The problem:
From the records, return each line that has the word "rough" in it.

[Saved entries]
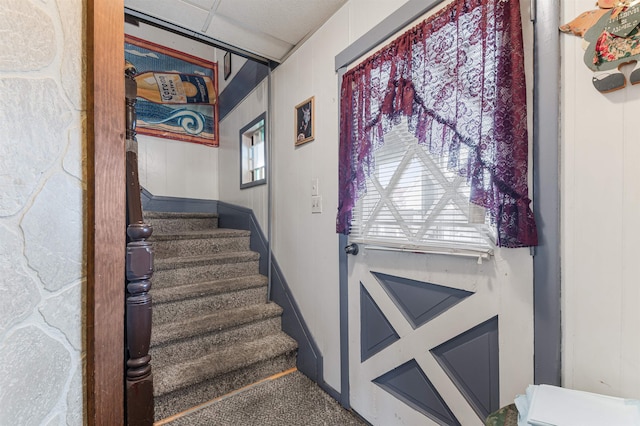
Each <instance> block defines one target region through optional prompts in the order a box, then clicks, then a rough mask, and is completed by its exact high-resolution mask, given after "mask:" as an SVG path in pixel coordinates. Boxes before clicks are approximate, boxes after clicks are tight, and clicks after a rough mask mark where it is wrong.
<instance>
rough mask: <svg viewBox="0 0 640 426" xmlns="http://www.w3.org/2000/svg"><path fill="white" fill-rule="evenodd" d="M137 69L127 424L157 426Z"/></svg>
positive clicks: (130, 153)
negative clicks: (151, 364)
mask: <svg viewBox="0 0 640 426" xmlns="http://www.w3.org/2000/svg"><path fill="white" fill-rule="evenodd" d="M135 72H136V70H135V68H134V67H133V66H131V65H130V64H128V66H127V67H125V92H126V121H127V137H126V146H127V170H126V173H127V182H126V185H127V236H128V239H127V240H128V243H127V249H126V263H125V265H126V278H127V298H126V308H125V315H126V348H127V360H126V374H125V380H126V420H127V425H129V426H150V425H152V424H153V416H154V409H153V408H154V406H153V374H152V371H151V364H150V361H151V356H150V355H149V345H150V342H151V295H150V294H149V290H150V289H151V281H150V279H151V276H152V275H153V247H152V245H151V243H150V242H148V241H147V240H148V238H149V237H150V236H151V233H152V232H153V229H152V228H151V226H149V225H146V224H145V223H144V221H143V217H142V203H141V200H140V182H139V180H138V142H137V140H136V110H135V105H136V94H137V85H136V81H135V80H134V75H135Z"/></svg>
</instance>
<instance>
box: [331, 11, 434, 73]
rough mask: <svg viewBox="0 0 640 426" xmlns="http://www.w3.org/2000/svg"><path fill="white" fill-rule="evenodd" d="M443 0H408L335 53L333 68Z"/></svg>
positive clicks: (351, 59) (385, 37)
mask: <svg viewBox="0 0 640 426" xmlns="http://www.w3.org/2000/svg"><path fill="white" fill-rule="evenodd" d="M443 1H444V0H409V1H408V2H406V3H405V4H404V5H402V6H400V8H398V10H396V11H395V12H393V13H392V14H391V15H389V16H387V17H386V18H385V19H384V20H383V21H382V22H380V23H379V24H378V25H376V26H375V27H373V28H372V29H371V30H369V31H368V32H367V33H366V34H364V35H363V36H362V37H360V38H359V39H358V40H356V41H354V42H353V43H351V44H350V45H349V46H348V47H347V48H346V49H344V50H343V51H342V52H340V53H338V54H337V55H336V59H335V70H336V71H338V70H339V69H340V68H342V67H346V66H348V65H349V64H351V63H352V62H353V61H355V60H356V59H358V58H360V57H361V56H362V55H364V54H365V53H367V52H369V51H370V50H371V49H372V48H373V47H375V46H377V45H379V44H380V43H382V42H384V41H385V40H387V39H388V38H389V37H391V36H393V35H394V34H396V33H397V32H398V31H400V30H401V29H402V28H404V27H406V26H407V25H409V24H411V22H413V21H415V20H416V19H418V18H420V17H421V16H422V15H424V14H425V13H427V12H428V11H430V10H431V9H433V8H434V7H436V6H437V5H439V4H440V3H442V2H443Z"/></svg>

Final answer:
Each <instance> block defines one target region through optional prompts in the order a box, then clicks, then a rough mask, and is completed by its exact high-resolution mask, given after "mask:" as an SVG path in pixel coordinates. Boxes before clicks are approximate, boxes after clicks are tight, and clicks after a rough mask mark where it is wrong.
rough mask: <svg viewBox="0 0 640 426" xmlns="http://www.w3.org/2000/svg"><path fill="white" fill-rule="evenodd" d="M137 69L127 424L157 426Z"/></svg>
rough mask: <svg viewBox="0 0 640 426" xmlns="http://www.w3.org/2000/svg"><path fill="white" fill-rule="evenodd" d="M443 0H408L335 53L333 68Z"/></svg>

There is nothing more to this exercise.